▸ Saved entries:
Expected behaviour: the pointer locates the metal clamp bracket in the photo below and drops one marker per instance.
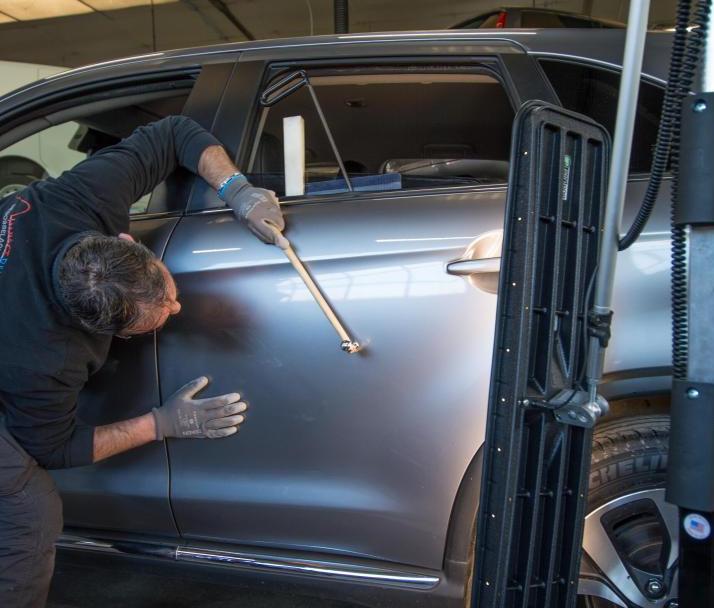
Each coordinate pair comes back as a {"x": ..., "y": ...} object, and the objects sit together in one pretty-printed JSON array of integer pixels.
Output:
[{"x": 576, "y": 408}]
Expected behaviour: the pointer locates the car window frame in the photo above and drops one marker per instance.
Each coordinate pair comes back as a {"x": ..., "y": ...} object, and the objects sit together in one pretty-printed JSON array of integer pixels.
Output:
[
  {"x": 605, "y": 66},
  {"x": 34, "y": 113},
  {"x": 507, "y": 68}
]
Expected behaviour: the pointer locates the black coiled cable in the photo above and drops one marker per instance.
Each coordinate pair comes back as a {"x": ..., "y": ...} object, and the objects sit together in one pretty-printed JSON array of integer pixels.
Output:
[{"x": 680, "y": 326}]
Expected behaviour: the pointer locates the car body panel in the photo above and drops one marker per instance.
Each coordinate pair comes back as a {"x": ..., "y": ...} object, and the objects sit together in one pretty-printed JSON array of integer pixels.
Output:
[{"x": 377, "y": 443}]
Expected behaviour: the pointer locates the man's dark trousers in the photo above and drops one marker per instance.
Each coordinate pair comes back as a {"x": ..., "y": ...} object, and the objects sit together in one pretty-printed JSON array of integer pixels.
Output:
[{"x": 30, "y": 523}]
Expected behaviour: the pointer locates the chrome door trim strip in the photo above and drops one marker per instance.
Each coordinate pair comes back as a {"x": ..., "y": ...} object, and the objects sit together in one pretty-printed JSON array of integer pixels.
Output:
[
  {"x": 310, "y": 568},
  {"x": 249, "y": 561}
]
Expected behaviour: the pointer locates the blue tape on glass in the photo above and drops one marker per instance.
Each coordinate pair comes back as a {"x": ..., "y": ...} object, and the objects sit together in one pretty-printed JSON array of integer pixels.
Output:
[{"x": 365, "y": 183}]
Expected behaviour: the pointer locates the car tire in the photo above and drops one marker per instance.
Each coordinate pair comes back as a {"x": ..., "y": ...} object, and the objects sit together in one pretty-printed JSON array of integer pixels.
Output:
[
  {"x": 14, "y": 177},
  {"x": 631, "y": 534}
]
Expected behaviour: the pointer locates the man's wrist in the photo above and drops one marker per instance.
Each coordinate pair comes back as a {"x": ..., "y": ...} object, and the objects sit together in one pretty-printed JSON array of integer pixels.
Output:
[{"x": 233, "y": 181}]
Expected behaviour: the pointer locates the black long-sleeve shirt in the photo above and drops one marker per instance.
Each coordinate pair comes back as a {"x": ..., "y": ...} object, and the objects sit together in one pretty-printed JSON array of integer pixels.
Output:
[{"x": 45, "y": 356}]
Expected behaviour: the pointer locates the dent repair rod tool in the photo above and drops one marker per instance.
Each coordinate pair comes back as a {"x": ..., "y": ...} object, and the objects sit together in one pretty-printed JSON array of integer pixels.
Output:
[{"x": 347, "y": 344}]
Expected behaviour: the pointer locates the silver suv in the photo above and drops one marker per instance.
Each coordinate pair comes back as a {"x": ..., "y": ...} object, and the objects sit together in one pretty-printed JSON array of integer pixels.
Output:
[{"x": 357, "y": 476}]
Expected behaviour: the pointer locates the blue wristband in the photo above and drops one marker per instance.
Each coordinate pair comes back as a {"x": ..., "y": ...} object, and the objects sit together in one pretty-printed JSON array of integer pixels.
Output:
[{"x": 225, "y": 183}]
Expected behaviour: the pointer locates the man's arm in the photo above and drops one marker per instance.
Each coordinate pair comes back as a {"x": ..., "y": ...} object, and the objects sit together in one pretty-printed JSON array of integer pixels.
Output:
[
  {"x": 215, "y": 166},
  {"x": 257, "y": 207},
  {"x": 119, "y": 437}
]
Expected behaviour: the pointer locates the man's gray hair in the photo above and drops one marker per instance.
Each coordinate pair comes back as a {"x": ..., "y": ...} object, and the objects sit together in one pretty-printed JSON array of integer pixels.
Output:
[{"x": 107, "y": 283}]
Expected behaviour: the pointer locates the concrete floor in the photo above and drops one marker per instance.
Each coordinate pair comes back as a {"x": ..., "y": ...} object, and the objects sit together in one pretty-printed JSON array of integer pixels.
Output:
[{"x": 82, "y": 586}]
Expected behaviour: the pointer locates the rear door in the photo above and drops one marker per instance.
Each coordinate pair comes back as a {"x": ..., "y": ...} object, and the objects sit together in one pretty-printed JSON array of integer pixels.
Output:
[{"x": 356, "y": 454}]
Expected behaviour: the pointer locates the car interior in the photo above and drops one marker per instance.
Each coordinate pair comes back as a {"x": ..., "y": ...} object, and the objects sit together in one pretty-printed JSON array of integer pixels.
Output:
[{"x": 386, "y": 145}]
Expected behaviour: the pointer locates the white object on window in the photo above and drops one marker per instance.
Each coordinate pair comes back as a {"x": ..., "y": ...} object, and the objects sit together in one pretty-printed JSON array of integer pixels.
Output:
[{"x": 294, "y": 154}]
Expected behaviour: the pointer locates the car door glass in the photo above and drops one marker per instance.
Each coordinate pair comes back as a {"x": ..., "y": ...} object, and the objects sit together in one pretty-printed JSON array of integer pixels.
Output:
[
  {"x": 594, "y": 92},
  {"x": 51, "y": 152},
  {"x": 393, "y": 131}
]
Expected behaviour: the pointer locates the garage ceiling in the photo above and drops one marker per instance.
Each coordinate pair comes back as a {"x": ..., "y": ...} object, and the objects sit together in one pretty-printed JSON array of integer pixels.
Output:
[{"x": 76, "y": 32}]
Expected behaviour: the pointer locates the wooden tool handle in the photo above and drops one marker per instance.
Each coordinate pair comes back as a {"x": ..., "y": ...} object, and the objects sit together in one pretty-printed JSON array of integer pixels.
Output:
[{"x": 347, "y": 343}]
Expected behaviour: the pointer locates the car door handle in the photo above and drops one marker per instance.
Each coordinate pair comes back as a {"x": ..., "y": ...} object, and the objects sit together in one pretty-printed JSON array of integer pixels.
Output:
[{"x": 467, "y": 267}]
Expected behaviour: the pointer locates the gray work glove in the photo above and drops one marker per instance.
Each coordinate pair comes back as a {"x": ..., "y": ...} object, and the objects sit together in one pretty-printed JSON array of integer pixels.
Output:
[
  {"x": 183, "y": 416},
  {"x": 259, "y": 209}
]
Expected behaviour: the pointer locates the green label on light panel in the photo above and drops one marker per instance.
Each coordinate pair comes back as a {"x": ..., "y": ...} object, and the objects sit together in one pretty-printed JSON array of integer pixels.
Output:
[{"x": 567, "y": 161}]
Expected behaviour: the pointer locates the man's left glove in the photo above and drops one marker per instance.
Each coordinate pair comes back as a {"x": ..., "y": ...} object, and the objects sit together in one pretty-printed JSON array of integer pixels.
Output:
[
  {"x": 258, "y": 208},
  {"x": 184, "y": 417}
]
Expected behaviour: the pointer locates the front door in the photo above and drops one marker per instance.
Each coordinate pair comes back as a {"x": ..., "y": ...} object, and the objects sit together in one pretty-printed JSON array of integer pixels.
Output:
[{"x": 356, "y": 454}]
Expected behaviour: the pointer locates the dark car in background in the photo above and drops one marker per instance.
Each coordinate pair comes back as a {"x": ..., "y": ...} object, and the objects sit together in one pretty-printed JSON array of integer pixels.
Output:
[
  {"x": 531, "y": 17},
  {"x": 358, "y": 476}
]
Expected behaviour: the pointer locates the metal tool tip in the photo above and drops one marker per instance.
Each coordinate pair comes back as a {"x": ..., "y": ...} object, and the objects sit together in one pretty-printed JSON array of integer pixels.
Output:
[{"x": 350, "y": 347}]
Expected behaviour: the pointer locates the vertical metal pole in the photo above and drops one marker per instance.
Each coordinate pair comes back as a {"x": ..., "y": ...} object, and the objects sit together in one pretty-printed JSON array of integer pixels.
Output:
[
  {"x": 619, "y": 166},
  {"x": 690, "y": 482}
]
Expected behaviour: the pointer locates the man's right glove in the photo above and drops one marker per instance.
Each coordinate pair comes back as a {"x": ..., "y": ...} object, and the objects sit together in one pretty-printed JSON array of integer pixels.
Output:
[
  {"x": 183, "y": 416},
  {"x": 256, "y": 207}
]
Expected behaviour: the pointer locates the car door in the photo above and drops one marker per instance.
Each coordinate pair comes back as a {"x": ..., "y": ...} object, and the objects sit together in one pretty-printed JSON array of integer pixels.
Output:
[
  {"x": 356, "y": 454},
  {"x": 128, "y": 492}
]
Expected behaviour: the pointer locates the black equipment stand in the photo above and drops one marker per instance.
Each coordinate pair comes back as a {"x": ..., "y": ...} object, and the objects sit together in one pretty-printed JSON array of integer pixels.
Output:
[{"x": 540, "y": 417}]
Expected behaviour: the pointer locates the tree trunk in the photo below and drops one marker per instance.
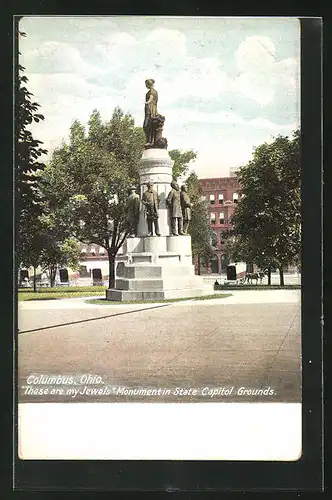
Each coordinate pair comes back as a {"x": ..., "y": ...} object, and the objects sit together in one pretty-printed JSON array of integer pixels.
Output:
[
  {"x": 52, "y": 275},
  {"x": 111, "y": 270},
  {"x": 34, "y": 279},
  {"x": 281, "y": 272},
  {"x": 269, "y": 275}
]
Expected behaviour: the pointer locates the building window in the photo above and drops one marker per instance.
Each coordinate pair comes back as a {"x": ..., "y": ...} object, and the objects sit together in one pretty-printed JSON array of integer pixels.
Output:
[{"x": 214, "y": 239}]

▸ Assignment:
Find every line in the records that contains the word "glove"; copy those lines.

▸ Result for this task:
Expected behaviour: the pointer locates the gray work glove in the photo above and drops one marker per instance.
Expected behaviour: the pointer locates the man's left glove in the photo above and drops one marker per instance.
Expected behaviour: the pointer locates the man's right glove in the photo above and drops one marker per instance.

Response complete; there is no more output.